> Tasks and exercises
a. Write out the passage from the excerpt about cut game material, starting with "Some things had" and going on through "Some need ex-lax).".
b. Convert the rows, starting with the first one and going on through the line with "(825, 1278)", into a two-column CSV with the headers "label" and "points". Each row gets one CSV line with two quoted fields, its text and its points, and any line breaks become spaces.

===== Excerpted text

Some things had to be tossed for space, and space should have been made for some things that didn’t cry out “you need me” until it was much too late. This is the way it goes.

One thing I wish we’d had space for is a map of the houses and room descriptions. I am a firm believer in handing over the GM an actual map and legend, both to make it easier for them to describe things to the players and to not have to make up room contents on the fly. It’s also a chance to throw in some cute asides, so as to break up the horror with a few chuckles. (some disagree with this. Some need ex-lax).

Another creepy bit that was left on the floor was the following:

“The last record anyone has of the Drawn arriving was in 1930’s Hollywood, when Silas J. Ulney, surrealist filmmaker, shot a film that was just pure white with an eerie and unsettling soundtrack. It was shown once, at a viewing party at his home in Burbank. Three days later, after his guests failed to return home, the LAPD kicked in the door to find the entire party slaughtered and mutilated in ways that drove even hardened officers to madness. The only survivor was Unley’s manservant – a “slow” fellow who was blamed for the whole thing, and later hung himself in his cell. The film was never found.”

==========
===== Provided records

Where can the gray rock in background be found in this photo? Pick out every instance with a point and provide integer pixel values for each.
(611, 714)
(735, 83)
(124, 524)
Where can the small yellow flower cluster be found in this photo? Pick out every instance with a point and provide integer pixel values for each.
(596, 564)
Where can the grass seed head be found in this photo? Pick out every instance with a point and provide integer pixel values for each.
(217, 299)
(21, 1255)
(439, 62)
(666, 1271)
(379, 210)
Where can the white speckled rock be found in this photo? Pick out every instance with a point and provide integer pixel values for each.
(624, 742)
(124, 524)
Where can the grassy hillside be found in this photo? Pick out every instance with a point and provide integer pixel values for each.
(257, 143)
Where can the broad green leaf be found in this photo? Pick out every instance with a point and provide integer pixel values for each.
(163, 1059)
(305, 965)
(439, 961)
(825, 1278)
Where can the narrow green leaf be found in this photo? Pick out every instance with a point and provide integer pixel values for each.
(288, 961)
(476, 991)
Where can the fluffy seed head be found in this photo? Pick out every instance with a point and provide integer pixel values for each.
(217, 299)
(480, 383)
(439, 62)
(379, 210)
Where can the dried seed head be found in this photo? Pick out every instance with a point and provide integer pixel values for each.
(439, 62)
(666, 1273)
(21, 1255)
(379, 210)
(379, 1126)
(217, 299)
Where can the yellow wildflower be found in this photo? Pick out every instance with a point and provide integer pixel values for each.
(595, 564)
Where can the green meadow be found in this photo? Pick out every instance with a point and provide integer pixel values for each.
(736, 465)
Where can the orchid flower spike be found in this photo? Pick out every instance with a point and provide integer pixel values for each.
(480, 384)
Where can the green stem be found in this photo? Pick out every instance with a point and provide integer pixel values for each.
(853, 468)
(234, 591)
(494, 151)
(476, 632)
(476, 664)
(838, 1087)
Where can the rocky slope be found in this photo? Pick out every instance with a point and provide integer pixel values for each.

==========

> Worked answers
a.
Some things had to be tossed for space, and space should have been made for some things that didn’t cry out “you need me” until it was much too late. This is the way it goes.

One thing I wish we’d had space for is a map of the houses and room descriptions. I am a firm believer in handing over the GM an actual map and legend, both to make it easier for them to describe things to the players and to not have to make up room contents on the fly. It’s also a chance to throw in some cute asides, so as to break up the horror with a few chuckles. (some disagree with this. Some need ex-lax).

b.
label,points
"Where can the gray rock in background be found in this photo? Pick out every instance with a point and provide integer pixel values for each.","(611, 714) (735, 83) (124, 524)"
"Where can the small yellow flower cluster be found in this photo? Pick out every instance with a point and provide integer pixel values for each.","(596, 564)"
"Where can the grass seed head be found in this photo? Pick out every instance with a point and provide integer pixel values for each.","(217, 299) (21, 1255) (439, 62) (666, 1271) (379, 210)"
"Where can the white speckled rock be found in this photo? Pick out every instance with a point and provide integer pixel values for each.","(624, 742) (124, 524)"
"Where can the grassy hillside be found in this photo? Pick out every instance with a point and provide integer pixel values for each.","(257, 143)"
"Where can the broad green leaf be found in this photo? Pick out every instance with a point and provide integer pixel values for each.","(163, 1059) (305, 965) (439, 961) (825, 1278)"